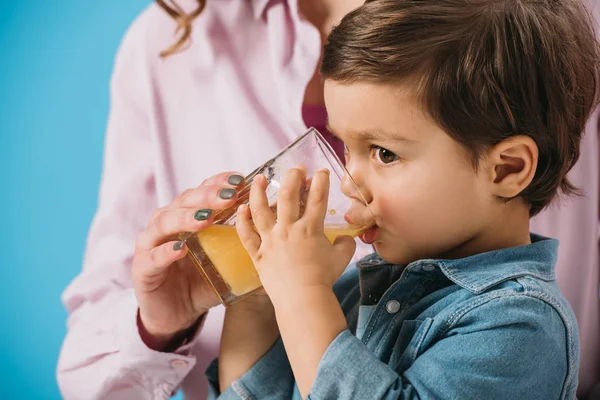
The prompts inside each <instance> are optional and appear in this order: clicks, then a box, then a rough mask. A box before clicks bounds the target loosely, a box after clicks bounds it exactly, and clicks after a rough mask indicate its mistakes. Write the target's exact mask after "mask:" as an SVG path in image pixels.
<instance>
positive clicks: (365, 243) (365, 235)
mask: <svg viewBox="0 0 600 400" xmlns="http://www.w3.org/2000/svg"><path fill="white" fill-rule="evenodd" d="M358 237H359V238H360V240H362V241H363V243H365V244H373V243H375V241H376V240H377V225H373V226H372V227H370V228H369V229H367V230H366V231H364V232H363V233H362V234H361V235H359V236H358Z"/></svg>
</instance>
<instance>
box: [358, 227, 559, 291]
mask: <svg viewBox="0 0 600 400" xmlns="http://www.w3.org/2000/svg"><path fill="white" fill-rule="evenodd" d="M531 242H532V243H531V244H528V245H525V246H519V247H511V248H508V249H502V250H495V251H490V252H487V253H481V254H476V255H474V256H470V257H466V258H461V259H458V260H419V261H414V262H412V263H410V264H408V265H407V266H406V270H413V269H417V268H420V267H422V266H424V265H436V266H438V267H439V269H440V270H441V271H442V273H443V274H444V275H445V276H446V277H447V278H448V279H450V280H451V281H452V282H454V283H456V284H457V285H459V286H461V287H463V288H465V289H467V290H469V291H471V292H473V293H475V294H480V293H483V292H485V291H486V290H488V289H489V288H491V287H493V286H495V285H498V284H500V283H502V282H504V281H507V280H510V279H514V278H518V277H521V276H533V277H535V278H538V279H541V280H544V281H552V280H554V279H555V274H554V265H555V264H556V260H557V254H558V240H556V239H550V238H546V237H543V236H540V235H537V234H531ZM356 265H357V267H358V268H369V267H375V266H381V265H389V263H388V262H386V261H385V260H384V259H382V258H381V257H379V255H378V254H377V253H373V254H370V255H368V256H366V257H365V258H363V259H362V260H360V261H359V262H358V263H357V264H356Z"/></svg>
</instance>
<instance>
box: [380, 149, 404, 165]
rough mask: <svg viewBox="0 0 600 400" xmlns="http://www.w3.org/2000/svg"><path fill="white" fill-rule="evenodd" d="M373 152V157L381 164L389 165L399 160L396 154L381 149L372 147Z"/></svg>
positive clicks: (383, 149)
mask: <svg viewBox="0 0 600 400" xmlns="http://www.w3.org/2000/svg"><path fill="white" fill-rule="evenodd" d="M373 150H374V151H375V157H376V158H377V159H378V160H379V161H381V162H382V163H383V164H390V163H393V162H394V161H397V160H399V159H400V157H398V156H397V155H396V154H394V153H392V152H391V151H389V150H388V149H384V148H383V147H379V146H373Z"/></svg>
----
**EXERCISE OBJECTIVE**
Your answer must be an exact copy of the records, without the pictures.

**RESULT OF THE EXERCISE**
The prompts inside each <instance> are optional and appear in this order: clicks, then a box, then a rough mask. A box before clicks bounds the target loosely, a box after clicks bounds it exactly, and clicks after a rough mask indicate its mistakes. Write the target's exact mask after "mask:" as an SVG path in image pixels.
<instance>
positive clicks: (365, 243) (365, 235)
mask: <svg viewBox="0 0 600 400" xmlns="http://www.w3.org/2000/svg"><path fill="white" fill-rule="evenodd" d="M358 237H359V238H360V240H362V241H363V243H365V244H373V243H375V241H376V240H377V225H373V226H372V227H370V228H369V229H367V230H366V231H364V232H363V233H362V234H361V235H359V236H358Z"/></svg>
</instance>
<instance>
box: [358, 227, 559, 291]
mask: <svg viewBox="0 0 600 400" xmlns="http://www.w3.org/2000/svg"><path fill="white" fill-rule="evenodd" d="M531 242H532V243H531V244H528V245H525V246H519V247H511V248H508V249H502V250H495V251H490V252H487V253H481V254H476V255H474V256H470V257H466V258H461V259H458V260H419V261H414V262H412V263H410V264H408V265H407V266H406V270H413V269H417V268H420V267H422V266H424V265H436V266H438V267H439V269H440V270H441V271H442V273H443V274H444V275H445V276H446V277H447V278H448V279H450V280H451V281H452V282H454V283H456V284H457V285H459V286H461V287H463V288H465V289H467V290H469V291H471V292H473V293H475V294H480V293H483V292H485V291H486V290H488V289H489V288H491V287H493V286H495V285H498V284H500V283H502V282H504V281H507V280H510V279H514V278H518V277H521V276H533V277H535V278H538V279H541V280H544V281H552V280H554V279H555V274H554V265H555V264H556V260H557V254H558V240H556V239H550V238H546V237H543V236H540V235H537V234H531ZM356 265H357V267H358V268H369V267H375V266H381V265H389V263H388V262H386V261H385V260H384V259H382V258H381V257H379V255H378V254H377V253H373V254H370V255H368V256H366V257H365V258H363V259H362V260H360V261H359V262H358V263H357V264H356Z"/></svg>
</instance>
<instance>
box: [380, 149, 404, 165]
rough mask: <svg viewBox="0 0 600 400" xmlns="http://www.w3.org/2000/svg"><path fill="white" fill-rule="evenodd" d="M373 152V157L381 164L389 165L399 160L396 154L381 149L372 147Z"/></svg>
positive clicks: (383, 149)
mask: <svg viewBox="0 0 600 400" xmlns="http://www.w3.org/2000/svg"><path fill="white" fill-rule="evenodd" d="M373 150H374V151H375V157H376V158H377V159H378V160H379V161H381V162H382V163H383V164H390V163H393V162H394V161H397V160H399V159H400V157H398V156H397V155H396V154H394V153H392V152H391V151H389V150H388V149H384V148H383V147H379V146H373Z"/></svg>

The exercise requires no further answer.